Problem to solve - Filter the rows below and copy each line containing the word "blossom".

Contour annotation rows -
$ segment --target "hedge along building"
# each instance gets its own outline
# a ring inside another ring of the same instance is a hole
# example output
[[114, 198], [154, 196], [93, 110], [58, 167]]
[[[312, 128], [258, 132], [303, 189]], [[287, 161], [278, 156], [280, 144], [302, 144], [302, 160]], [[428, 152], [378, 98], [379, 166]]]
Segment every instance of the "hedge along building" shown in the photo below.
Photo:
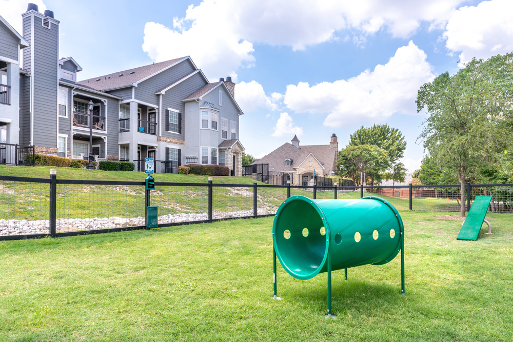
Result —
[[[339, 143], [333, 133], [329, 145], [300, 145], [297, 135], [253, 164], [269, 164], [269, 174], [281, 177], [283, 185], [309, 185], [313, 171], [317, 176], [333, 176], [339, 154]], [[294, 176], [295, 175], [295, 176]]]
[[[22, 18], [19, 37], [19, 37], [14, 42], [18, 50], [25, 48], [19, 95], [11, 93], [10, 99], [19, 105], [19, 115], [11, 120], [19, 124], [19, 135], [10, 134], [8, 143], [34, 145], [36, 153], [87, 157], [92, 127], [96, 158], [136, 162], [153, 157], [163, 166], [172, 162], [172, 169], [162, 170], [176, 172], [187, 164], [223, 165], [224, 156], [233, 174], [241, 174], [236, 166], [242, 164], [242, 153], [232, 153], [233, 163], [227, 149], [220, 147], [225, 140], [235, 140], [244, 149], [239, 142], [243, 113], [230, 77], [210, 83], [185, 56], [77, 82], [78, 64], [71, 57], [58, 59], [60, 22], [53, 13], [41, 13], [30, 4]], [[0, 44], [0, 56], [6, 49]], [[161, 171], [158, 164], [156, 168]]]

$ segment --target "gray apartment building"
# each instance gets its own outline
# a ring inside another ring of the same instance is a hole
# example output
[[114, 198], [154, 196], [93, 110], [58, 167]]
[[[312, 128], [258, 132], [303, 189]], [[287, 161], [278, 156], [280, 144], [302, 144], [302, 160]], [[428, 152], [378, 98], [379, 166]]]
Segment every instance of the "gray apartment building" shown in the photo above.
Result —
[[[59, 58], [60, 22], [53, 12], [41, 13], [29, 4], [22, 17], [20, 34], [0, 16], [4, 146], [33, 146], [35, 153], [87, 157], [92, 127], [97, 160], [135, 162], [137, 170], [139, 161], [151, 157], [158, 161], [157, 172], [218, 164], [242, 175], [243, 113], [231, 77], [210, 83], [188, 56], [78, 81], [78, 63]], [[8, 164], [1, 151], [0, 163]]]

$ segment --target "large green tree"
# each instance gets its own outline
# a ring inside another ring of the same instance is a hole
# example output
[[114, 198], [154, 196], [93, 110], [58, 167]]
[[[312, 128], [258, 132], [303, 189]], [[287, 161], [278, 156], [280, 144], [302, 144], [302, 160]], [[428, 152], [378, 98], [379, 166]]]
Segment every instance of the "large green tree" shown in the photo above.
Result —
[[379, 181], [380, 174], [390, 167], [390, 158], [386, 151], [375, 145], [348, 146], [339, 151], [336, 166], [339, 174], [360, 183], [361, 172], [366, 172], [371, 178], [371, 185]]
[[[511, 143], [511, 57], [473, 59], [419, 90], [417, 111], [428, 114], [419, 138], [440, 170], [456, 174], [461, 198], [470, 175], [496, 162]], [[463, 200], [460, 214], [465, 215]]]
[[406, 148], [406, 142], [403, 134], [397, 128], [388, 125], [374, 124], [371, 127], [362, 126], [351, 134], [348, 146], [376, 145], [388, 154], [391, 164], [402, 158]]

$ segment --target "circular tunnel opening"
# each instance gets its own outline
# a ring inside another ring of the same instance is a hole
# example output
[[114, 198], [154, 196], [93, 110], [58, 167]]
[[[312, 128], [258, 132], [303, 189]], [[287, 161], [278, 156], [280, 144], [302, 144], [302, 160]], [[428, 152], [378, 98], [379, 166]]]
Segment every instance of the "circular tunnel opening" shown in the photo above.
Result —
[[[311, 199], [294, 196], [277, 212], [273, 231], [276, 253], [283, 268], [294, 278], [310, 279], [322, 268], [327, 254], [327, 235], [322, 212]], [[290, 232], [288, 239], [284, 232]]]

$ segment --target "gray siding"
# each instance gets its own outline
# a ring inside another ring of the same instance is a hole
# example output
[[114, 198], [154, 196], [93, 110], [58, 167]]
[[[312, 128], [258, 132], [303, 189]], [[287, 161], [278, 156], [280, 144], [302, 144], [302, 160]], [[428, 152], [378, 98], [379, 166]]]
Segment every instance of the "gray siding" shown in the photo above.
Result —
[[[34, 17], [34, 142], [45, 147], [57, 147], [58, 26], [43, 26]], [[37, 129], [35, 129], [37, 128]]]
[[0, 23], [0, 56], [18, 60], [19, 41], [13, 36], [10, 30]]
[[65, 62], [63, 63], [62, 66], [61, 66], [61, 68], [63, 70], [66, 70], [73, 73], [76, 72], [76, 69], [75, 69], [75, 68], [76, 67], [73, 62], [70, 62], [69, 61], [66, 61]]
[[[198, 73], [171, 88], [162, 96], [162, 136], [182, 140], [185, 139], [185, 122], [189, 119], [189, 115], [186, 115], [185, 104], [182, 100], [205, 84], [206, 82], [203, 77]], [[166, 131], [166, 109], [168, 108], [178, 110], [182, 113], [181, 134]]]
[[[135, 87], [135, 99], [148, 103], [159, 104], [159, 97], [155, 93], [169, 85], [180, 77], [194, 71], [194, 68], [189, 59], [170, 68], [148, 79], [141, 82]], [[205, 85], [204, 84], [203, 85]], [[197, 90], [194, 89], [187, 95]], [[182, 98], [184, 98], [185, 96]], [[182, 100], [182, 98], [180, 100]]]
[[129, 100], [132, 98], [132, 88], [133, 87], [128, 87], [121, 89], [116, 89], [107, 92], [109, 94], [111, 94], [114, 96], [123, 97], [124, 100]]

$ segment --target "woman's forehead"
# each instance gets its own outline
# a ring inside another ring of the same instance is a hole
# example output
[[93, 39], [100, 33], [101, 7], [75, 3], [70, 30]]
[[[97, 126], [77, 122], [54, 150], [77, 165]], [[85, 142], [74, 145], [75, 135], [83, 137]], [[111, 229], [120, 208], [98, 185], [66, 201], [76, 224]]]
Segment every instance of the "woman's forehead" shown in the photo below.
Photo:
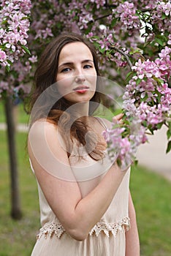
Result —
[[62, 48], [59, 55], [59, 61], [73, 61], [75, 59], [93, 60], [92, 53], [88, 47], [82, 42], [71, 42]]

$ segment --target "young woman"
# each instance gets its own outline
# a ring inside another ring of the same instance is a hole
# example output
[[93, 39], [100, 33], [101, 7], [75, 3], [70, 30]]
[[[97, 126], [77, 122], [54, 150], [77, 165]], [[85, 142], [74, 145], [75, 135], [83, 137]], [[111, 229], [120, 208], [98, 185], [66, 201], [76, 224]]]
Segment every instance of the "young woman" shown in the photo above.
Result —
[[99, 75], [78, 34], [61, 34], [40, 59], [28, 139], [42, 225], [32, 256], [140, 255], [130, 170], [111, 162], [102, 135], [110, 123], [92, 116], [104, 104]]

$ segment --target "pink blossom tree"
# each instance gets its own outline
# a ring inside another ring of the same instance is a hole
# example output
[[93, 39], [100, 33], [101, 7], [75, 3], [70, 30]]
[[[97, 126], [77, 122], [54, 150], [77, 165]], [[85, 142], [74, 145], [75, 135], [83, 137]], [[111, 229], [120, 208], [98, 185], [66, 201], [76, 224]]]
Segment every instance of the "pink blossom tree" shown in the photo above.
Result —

Written response -
$ segment --target "pink blossom tree"
Segment every instance of the "pink blossom tree" shown in the photo above.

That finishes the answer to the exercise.